___ DATA EXTRACTS
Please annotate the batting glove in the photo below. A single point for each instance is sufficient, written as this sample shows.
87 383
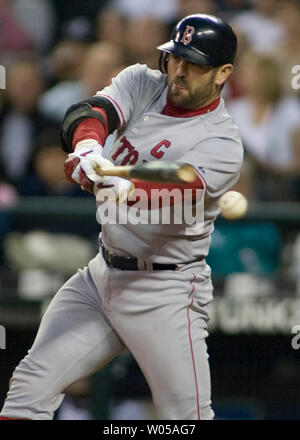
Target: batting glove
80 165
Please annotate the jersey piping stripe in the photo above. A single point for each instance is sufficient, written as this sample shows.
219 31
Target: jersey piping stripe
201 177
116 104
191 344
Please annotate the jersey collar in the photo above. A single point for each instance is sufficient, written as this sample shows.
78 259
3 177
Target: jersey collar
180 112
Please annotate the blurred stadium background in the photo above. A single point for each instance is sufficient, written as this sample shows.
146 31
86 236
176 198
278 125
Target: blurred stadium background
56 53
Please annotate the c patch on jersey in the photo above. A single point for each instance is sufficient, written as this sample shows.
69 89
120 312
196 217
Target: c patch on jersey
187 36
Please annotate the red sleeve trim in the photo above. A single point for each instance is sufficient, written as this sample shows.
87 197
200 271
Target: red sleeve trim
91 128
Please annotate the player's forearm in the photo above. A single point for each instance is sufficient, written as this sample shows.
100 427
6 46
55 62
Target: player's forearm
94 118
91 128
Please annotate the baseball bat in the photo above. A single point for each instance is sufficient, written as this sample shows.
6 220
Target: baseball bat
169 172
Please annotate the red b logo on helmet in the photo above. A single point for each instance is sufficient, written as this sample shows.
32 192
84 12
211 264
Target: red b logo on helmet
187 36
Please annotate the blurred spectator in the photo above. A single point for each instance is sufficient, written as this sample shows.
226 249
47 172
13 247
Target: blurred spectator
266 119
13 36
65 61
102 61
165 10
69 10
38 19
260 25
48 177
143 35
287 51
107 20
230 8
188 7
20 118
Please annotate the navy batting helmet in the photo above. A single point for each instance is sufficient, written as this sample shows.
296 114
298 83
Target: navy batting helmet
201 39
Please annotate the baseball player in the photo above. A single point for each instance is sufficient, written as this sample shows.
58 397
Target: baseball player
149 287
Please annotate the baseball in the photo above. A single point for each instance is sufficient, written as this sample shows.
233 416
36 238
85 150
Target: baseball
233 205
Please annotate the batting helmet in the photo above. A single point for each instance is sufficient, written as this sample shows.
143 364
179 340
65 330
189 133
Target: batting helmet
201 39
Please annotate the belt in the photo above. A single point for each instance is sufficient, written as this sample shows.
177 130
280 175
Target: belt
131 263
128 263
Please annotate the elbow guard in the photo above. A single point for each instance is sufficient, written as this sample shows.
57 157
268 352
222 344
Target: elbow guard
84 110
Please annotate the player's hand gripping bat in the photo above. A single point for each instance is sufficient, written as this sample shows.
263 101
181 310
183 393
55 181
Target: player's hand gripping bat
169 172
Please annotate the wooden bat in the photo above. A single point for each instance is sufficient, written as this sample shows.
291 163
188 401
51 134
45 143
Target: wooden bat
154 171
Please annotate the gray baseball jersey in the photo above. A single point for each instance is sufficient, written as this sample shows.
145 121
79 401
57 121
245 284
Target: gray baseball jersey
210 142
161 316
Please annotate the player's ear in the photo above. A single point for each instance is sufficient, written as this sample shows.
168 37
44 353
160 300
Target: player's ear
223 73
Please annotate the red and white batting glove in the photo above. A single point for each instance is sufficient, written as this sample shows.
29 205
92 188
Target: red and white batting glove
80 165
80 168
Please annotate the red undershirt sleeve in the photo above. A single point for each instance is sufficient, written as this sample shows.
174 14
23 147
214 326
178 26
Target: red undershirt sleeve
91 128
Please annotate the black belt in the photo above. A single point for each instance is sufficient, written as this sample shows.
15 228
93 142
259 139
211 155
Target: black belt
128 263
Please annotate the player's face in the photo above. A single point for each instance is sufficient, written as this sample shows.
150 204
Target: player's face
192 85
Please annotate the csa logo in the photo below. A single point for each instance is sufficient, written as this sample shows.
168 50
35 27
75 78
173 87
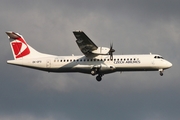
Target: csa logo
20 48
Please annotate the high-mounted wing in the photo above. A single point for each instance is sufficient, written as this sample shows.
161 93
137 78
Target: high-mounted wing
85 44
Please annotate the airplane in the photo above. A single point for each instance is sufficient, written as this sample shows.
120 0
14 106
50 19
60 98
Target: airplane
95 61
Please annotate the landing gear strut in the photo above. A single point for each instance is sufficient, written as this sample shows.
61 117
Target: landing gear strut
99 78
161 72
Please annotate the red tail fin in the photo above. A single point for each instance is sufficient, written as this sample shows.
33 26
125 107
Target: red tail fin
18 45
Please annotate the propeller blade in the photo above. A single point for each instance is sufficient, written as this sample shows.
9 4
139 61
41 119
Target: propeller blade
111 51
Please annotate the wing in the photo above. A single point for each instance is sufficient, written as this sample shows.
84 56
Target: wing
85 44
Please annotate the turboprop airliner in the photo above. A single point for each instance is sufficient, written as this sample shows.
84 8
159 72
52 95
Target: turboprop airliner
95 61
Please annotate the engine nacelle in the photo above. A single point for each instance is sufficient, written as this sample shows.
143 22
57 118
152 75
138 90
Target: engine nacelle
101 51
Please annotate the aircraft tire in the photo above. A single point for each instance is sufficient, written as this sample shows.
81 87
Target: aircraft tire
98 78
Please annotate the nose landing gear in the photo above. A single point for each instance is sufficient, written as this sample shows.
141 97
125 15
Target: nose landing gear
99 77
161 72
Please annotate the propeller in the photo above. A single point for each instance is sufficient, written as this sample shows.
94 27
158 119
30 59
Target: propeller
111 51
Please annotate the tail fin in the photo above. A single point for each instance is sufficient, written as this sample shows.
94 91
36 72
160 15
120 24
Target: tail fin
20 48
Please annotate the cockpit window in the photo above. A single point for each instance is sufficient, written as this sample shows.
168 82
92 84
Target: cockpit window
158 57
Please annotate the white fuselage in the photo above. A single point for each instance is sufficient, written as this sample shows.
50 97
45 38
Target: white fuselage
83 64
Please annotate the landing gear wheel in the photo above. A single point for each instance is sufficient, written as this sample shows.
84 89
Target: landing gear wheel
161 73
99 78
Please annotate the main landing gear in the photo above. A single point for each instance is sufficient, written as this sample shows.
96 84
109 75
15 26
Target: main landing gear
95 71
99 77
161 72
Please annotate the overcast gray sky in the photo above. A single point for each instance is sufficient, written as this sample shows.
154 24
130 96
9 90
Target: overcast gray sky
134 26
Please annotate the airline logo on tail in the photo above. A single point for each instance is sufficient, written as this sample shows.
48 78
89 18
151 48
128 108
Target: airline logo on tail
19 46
______
*REQUIRED WORK*.
Produce a verbatim copy of all records, minus pictures.

*PROBLEM SOLUTION*.
Please annotate the batting glove in the photo below. A single point for each instance is sufficient, written as this sample shows.
87 383
Target: batting glove
80 165
Please annotate the jersey piping stripe in the photo above. A single point for each instance is sufficient, written as this sample shows.
219 31
Target: jersey piping stripe
201 177
116 104
191 344
Please annotate the jersey collar in the photo above. A single point for each instance is sufficient, written as this sample shows.
78 259
3 177
Target: jersey collar
180 112
Please annotate the blurred stadium background in the photo above. A single point for each instance is sufficient, written as this sample shows.
146 31
86 236
176 198
278 125
Target: blurred stadium background
56 53
Please annotate the c patch on jersey in the photo above. A single point for each instance is sufficient, written as this sample shows.
69 89
120 312
196 217
Target: c patch on jersey
187 36
Please annotate the red sleeve trim in the photo above. A single point for each instance is sufficient, written as this sample shows.
87 197
200 271
Target: red sleeve trim
91 128
Please annotate the player's forearm in the photo above. A single point for each instance is sufficient, written as this sample shows.
100 427
6 46
55 62
Target: player's forearm
94 118
91 128
Please annotate the baseball bat in the photo above. A single point for each instance is sufficient, written as this sample shows.
6 220
Target: baseball bat
169 172
Please annotate the red b logo on helmet in the photo above. A single point for each instance is sufficient, written as this sample shows.
32 192
84 12
211 264
Target: red b logo on helmet
187 36
Please annotate the blurred spectator in the photo above. A single point for each instance is sufficient, written as this sample shows.
226 249
47 172
13 247
Target: blurred spectator
266 119
13 36
65 61
102 61
165 10
69 10
38 19
260 25
48 177
143 35
287 51
107 20
230 8
188 7
20 118
Please annotate the navy batting helmet in the photo above. A single point for each instance is sufficient, written as this sample shows.
296 114
298 83
Target: navy batting helmet
201 39
Please annotate the baseball player in the photo above. A single point for each instance is sufficient, written as this sample shows.
58 397
Target: baseball player
149 287
Please annotate the baseball in the photo above. A single point for each instance is sufficient, written as this sample shows.
233 416
36 238
85 150
Target: baseball
233 205
Please annotate the batting helmet in the photo above. A single point for each instance is sufficient, written as this sample shows.
143 364
179 340
65 330
189 133
Target: batting helmet
201 39
Please annotate the belt in the photo above. A single point for each instance is sufficient, written as this sample shows.
177 130
280 175
Target: belt
131 263
128 263
Please annotate the elbow guard in the photo above. A single point for each instance is sufficient, written as this sample shows.
57 157
268 352
222 344
Target: elbow guard
84 110
Please annotate the player's hand gripping bat in the photo above. A single point for each instance is sufficient, written as this sample shows.
263 101
181 310
183 393
55 181
Target: player's hand gripping bat
169 172
Please annotate the wooden bat in the photo above. A single point for each instance is sufficient, written as this sample shows.
291 163
188 401
51 134
45 143
Target: wooden bat
154 171
Please annotate the gray baseball jersey in the photo above. A single point for each instance is sufficient, written as this sample shows.
145 121
79 401
57 121
245 284
Target: gray baseball jersey
210 142
161 316
Please annotate the player's ear in the photo above. A single point for each instance is sufficient, written as this sample shows.
168 37
44 353
160 300
Target: player's ear
223 73
Please annotate the red and white batting glove in the photo above. A single point for each instance is sufficient, written as this sample shows.
29 205
92 188
Target: red and white batting glove
80 165
80 168
Please annotate the red undershirt sleeve in the photo above. A single point for each instance is sufficient, written as this sample shows.
174 14
23 147
214 326
178 26
Target: red undershirt sleeve
91 128
Please annotate the black belt in the photo above. A single point for each instance is sufficient, written as this sample shows.
15 228
93 142
259 139
211 155
Target: black belt
128 263
Please annotate the player's face in the photo above. A single point for each instance is sufficient, written as this sample shows.
150 204
Target: player's face
192 85
Please annotate the csa logo in the photo below. A single point for each instance is sufficient, written as this sample shows.
168 50
35 27
75 78
173 87
Target: csa logo
20 48
Please annotate the high-mounted wing in the photo above. A single point for each instance is sufficient, written as this sample shows.
161 93
137 78
Target: high-mounted wing
85 44
Please annotate the airplane in the photo above. A single point for each instance is sufficient, written as this sample shows.
120 0
14 106
50 19
60 98
Target: airplane
95 61
Please annotate the landing gear strut in the photo above. A single point for each instance is sufficient, written as this sample shows.
61 117
Target: landing gear strut
99 78
161 72
Please annotate the red tail fin in the photo above. A single point for each instance is sufficient, written as this sample shows.
33 26
125 107
Target: red tail fin
18 45
Please annotate the propeller blade in the photo above. A single point for each instance is sufficient, written as this sample shows.
9 4
139 61
41 119
Target: propeller blade
111 51
Please annotate the wing in the photo above. A single point for each instance is sufficient, written as this sample shows.
84 56
Target: wing
85 44
Please annotate the turboprop airliner in the photo above. A single point for each instance is sufficient, written as this sample shows.
84 8
159 72
52 95
Target: turboprop airliner
95 61
Please annotate the engine nacelle in the photo above. A single point for each instance is sufficient, written as this sample shows.
143 22
57 118
152 75
138 90
Target: engine nacelle
101 51
Please annotate the aircraft tire in the photo above. A single point for each instance is sufficient, written as this sample shows.
81 87
Target: aircraft tire
98 78
Please annotate the nose landing gear in the photo above. A single point for each instance is sufficient, written as this sample shows.
141 97
125 15
Target: nose landing gear
99 77
161 72
Please annotate the propeller in the photo above. A single point for each instance is sufficient, written as this sample shows.
94 27
158 119
30 59
Target: propeller
111 51
Please annotate the tail fin in the photo above. A single point for each instance is sufficient, written as this sample shows.
94 91
36 72
160 15
120 24
Target: tail fin
20 48
Please annotate the cockpit window in the photo above. A single point for each instance is sufficient, written as this sample shows.
168 82
92 84
Target: cockpit window
158 57
Please annotate the white fuselage in the photo above. A single point for each instance is sufficient, written as this sample shows.
50 97
45 38
Target: white fuselage
83 64
Please annotate the landing gear wheel in the photo above. A single point for each instance is sufficient, written as this sample shows.
84 89
Target: landing gear wheel
161 73
99 78
Please annotate the main landing gear in the photo above. A single point for each instance is sufficient, written as this sample shows.
96 84
109 75
15 26
Target: main landing gear
95 71
99 77
161 72
Please annotate the overcast gray sky in the photo above. A single point for each instance is sufficient, written as this sample shows.
154 24
130 96
9 90
Target: overcast gray sky
134 26
Please annotate the airline logo on tail in the photo above. A single point for each instance is sufficient, written as this sample shows.
48 78
89 18
151 48
128 108
Target: airline logo on tail
19 46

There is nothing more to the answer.